[Extracted data entries]
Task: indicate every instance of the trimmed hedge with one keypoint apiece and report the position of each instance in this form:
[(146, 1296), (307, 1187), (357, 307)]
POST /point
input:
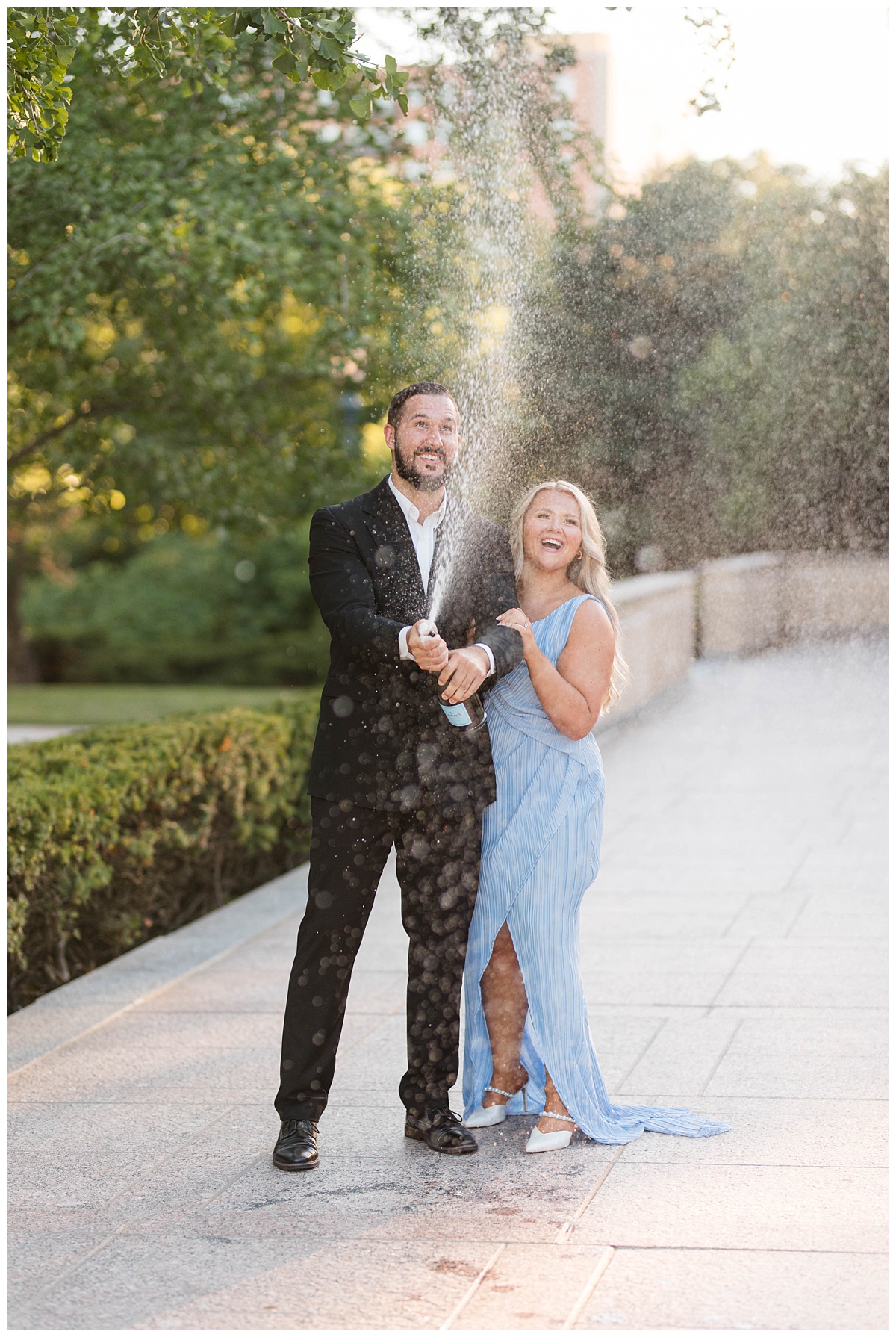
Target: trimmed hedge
[(131, 831)]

[Task directions]
The answer must be an exact transcription of the lines from the one holding "[(146, 1296), (307, 1187), (357, 307)]" to the last line of the entries above, with no pictures and nothing else.

[Answer section]
[(146, 1296), (307, 1187), (357, 307)]
POST /point
input:
Target: trimmed hedge
[(131, 831)]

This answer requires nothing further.